En la primera década de 2000, durante una estancia en Damasco, un amigo sunita afirmó entre cafés y tés: “el Islam ha recuperado lo mejor de las religiones monoteístas que la precedieron, definimos la más renovada de las tres sin los errores de las anteriores”. Dicha afirmación tendrá de razón únicamente lo cronológico y supongo que a estas alturas del partido no habrá muchas discusiones al respecto, ya sea entre religiosos, agnósticos o ateos.

Los católicos hicieron suyos los textos judíos y encontraron en ellos sus propias certezas, crearon una narrativa acorde a sus necesidades. Luego vinieron los árabes y las coincidencias no tardaron en aparecer. Semejantes puntos de origen y mitos convergieron en las grandes doctrinas monoteístas del mundo. En todos los casos, el pensamiento filosófico contó con una serie de virtudes a lo largo de los tiempos. Incluso en estas fechas, no se me ocurre otro instrumento de coerción social más rápido que las religiones –ya vimos a Europa del Este hacer lo suyo con el comunismo del siglo XX–. Con ellas, se brinda a las poblaciones una estructura natural para organizarse en grupos y contar con una identidad, pero han pasado un par de miles de años desde las incipientes formas de cristianismo y unos siglos más para los judíos. A lo largo de la historia, tanto judíos como cristianos han recorrido una curva de aprendizaje que los ha llevado a adaptarse conforme el calendario avanza.

 

Salvo sus detractores naturales, se escucha al unísono cómo el Vaticano revisa sus estatutos para darle la bienvenida a diversos grupos. En el catolicismo, la condición de la mujer ha sido un asunto de reflexión, al punto en que solo se espera un momento de razón, como lo tuvieron en Inglaterra cuando los protestantes abrieron las puertas a los cargos religiosos para ambos géneros. Cada religión del mundo pasó por sus momentos de reestructuración. Para los cristianos comenzó desde el día en que sometieron a juicio la fecha de natividad en el Concilio de Nicea, convocado por Constantino hasta la aceptación de las bestialidades provocadas por el Santo Oficio. Solo a partir de estas reflexiones se ha podido establecer una conducta religiosa que se pueda desarrollar en un contexto particular y funcional en una sociedad que busca el laicismo de sus gobiernos, la tolerancia y la humanidad que no solo se refiere a nuestro número, también a las cualidades de quienes habitamos juntos.

# Tareas por realizar:
**1.** Por favor, reproduce palabra por palabra el pasaje del texto base que empieza con "En la primera" y sigue hasta "agnósticos o ateos.".
**2.** Según el texto base, ¿quién convocó el Concilio de Nicea?

# Registros guardados:

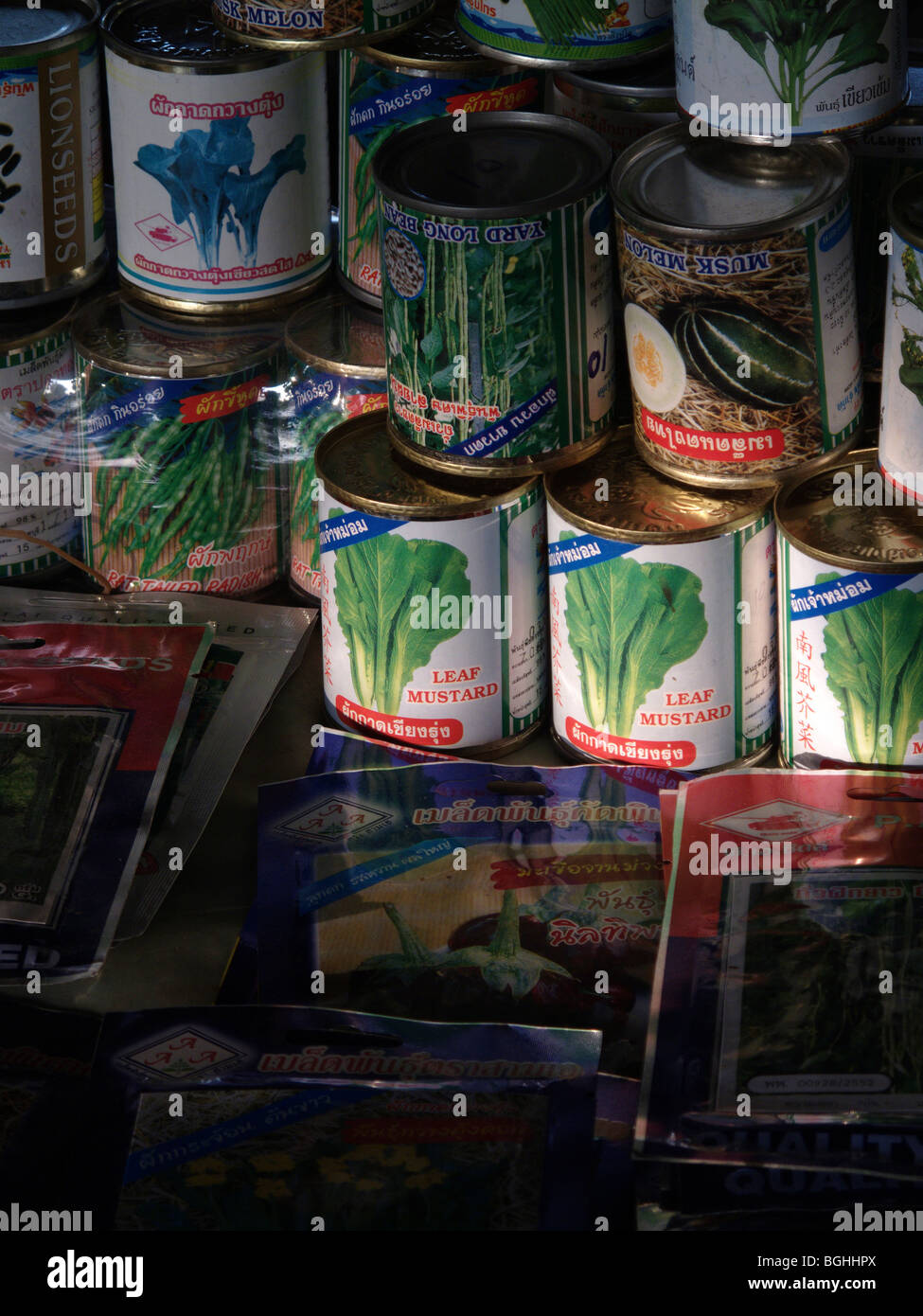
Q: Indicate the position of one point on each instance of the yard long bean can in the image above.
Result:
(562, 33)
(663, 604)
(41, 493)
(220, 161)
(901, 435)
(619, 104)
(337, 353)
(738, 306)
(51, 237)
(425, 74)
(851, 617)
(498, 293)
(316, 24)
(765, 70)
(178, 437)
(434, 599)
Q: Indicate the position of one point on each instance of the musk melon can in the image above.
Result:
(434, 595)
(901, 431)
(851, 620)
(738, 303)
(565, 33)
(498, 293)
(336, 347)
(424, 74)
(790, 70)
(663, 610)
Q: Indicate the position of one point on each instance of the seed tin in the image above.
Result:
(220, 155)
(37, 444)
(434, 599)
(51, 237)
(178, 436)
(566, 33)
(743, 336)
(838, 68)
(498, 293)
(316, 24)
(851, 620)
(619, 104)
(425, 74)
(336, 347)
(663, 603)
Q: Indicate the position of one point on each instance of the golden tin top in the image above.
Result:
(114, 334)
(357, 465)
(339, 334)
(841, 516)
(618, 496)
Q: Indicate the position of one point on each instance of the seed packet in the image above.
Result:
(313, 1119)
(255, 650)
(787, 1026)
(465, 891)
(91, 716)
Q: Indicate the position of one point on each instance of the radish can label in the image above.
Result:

# Respuestas por tarea:
**1.**
En la primera década de 2000, durante una estancia en Damasco, un amigo sunita afirmó entre cafés y tés: “el Islam ha recuperado lo mejor de las religiones monoteístas que la precedieron, definimos la más renovada de las tres sin los errores de las anteriores”. Dicha afirmación tendrá de razón únicamente lo cronológico y supongo que a estas alturas del partido no habrá muchas discusiones al respecto, ya sea entre religiosos, agnósticos o ateos.

**2.** Constantino.